WHAT YOU SHOULD DO
Copy the lines verbatim, beginning with the line that contains "Return one point per instance of the green" and continuing through the end of the data, and only those lines.

>> Begin RECORD SET

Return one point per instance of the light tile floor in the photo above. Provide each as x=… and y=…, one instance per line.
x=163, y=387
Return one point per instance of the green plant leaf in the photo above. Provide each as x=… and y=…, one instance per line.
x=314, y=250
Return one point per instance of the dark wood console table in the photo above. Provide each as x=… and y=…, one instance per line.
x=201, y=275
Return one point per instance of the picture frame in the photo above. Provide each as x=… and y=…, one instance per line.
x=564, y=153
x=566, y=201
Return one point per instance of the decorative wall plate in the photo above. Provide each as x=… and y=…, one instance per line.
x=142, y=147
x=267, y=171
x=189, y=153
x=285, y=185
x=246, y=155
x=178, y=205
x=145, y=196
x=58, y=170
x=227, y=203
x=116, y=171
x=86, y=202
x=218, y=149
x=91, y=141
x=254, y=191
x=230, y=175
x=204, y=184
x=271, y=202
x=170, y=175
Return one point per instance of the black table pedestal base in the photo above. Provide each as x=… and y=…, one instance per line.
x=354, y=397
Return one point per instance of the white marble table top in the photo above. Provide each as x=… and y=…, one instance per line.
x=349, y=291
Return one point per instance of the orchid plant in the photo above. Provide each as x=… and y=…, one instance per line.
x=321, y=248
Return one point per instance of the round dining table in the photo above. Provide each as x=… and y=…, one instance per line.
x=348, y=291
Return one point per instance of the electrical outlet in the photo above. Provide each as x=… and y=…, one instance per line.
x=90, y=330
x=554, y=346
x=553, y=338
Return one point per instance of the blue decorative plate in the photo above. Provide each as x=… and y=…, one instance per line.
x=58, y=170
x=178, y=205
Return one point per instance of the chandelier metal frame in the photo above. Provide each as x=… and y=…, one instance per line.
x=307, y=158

>> End RECORD SET

RESULT
Return one point per instance of the green plant leaf in the photo above. Provide each as x=… and y=…, one instance per line.
x=314, y=250
Return one point per instance of the dark wood console table in the photo above. Provide each as x=… and y=…, one instance per line.
x=201, y=275
Return one point per instance of the picture frame in the photo above. Provide each as x=… and y=…, one instance per line.
x=564, y=153
x=566, y=201
Return one point per instance of the decorative wall plate in the photo above. Provide each as x=… and y=…, one instance per line.
x=142, y=147
x=267, y=171
x=189, y=153
x=285, y=185
x=246, y=155
x=178, y=205
x=145, y=196
x=58, y=170
x=227, y=203
x=116, y=171
x=86, y=202
x=218, y=149
x=91, y=141
x=254, y=191
x=230, y=175
x=204, y=184
x=271, y=202
x=170, y=175
Return one point per instance of the black table pedestal base in the photo above. Provide each as x=… and y=…, one instance per line.
x=354, y=397
Return one point per instance of the white marble table top in the photo above. Provide each as x=… and y=…, one instance per line.
x=349, y=291
Return one point per instance of the orchid plant in the photo above. Provide each as x=… and y=…, one instance per line.
x=321, y=248
Return one point per instance of the round dining table in the photo above. Provide each as x=… and y=…, one instance per line.
x=348, y=291
Return one point per instance of the electrical outlet in the photo above. Provide each as x=… and y=…, one instance per line.
x=90, y=330
x=554, y=346
x=553, y=338
Return one point per instance of the blue decorative plate in the photo above. Provide each as x=… and y=…, one instance per line.
x=58, y=170
x=178, y=205
Return one point per instance of the chandelier metal frame in the photo above. Provide each as x=… and y=…, one instance per line.
x=307, y=158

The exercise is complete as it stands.